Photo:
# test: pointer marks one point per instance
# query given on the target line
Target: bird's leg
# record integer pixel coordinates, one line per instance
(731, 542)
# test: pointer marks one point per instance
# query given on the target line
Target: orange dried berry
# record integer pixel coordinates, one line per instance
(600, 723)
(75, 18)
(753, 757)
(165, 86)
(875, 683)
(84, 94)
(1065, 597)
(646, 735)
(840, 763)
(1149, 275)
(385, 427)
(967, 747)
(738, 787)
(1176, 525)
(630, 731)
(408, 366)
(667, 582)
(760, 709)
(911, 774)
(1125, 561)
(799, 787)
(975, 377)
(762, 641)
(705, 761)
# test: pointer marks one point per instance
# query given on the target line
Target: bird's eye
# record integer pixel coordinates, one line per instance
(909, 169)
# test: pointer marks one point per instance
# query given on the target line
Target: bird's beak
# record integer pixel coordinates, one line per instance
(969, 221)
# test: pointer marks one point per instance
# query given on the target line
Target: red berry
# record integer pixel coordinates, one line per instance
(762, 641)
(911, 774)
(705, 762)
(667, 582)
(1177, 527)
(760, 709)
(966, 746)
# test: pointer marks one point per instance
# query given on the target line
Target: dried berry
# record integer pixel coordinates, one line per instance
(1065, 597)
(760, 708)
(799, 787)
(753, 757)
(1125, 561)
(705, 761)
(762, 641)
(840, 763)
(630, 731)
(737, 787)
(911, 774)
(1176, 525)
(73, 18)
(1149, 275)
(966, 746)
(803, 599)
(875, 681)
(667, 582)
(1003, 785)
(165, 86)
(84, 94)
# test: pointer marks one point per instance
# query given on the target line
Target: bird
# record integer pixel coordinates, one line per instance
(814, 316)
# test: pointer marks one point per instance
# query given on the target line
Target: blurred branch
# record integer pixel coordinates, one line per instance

__________

Problem to solve: Which lines run from the one containing "Target: blurred branch" to the end of the entries above? Print them exactly, both ends included, and nothing else.

Answer area:
Target: blurred branch
# record integer pixel coordinates, one line per instance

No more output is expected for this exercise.